What to work on:
Find the line in the entries below that contains "Target: turtle's front flipper". Repeat it exactly, and every line after it through the line that contains "Target: man swimming underwater".

Records for the exercise:
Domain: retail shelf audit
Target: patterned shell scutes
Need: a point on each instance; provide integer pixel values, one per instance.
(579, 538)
* * *
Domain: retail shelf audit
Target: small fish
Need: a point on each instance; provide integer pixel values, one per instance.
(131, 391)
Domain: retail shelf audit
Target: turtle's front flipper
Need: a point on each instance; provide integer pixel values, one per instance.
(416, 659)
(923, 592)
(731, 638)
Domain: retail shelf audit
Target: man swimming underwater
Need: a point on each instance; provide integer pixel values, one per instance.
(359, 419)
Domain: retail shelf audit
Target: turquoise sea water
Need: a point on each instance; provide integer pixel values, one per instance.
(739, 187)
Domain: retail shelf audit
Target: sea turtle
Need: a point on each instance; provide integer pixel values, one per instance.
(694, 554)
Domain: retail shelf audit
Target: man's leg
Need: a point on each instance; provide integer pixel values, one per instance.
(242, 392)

Solution:
Target: turtle's front flipper
Need: a point on each instance; provide integer pixel values, one per instance.
(416, 659)
(923, 592)
(731, 638)
Domain: retail shelf audit
Target: man swimming underwater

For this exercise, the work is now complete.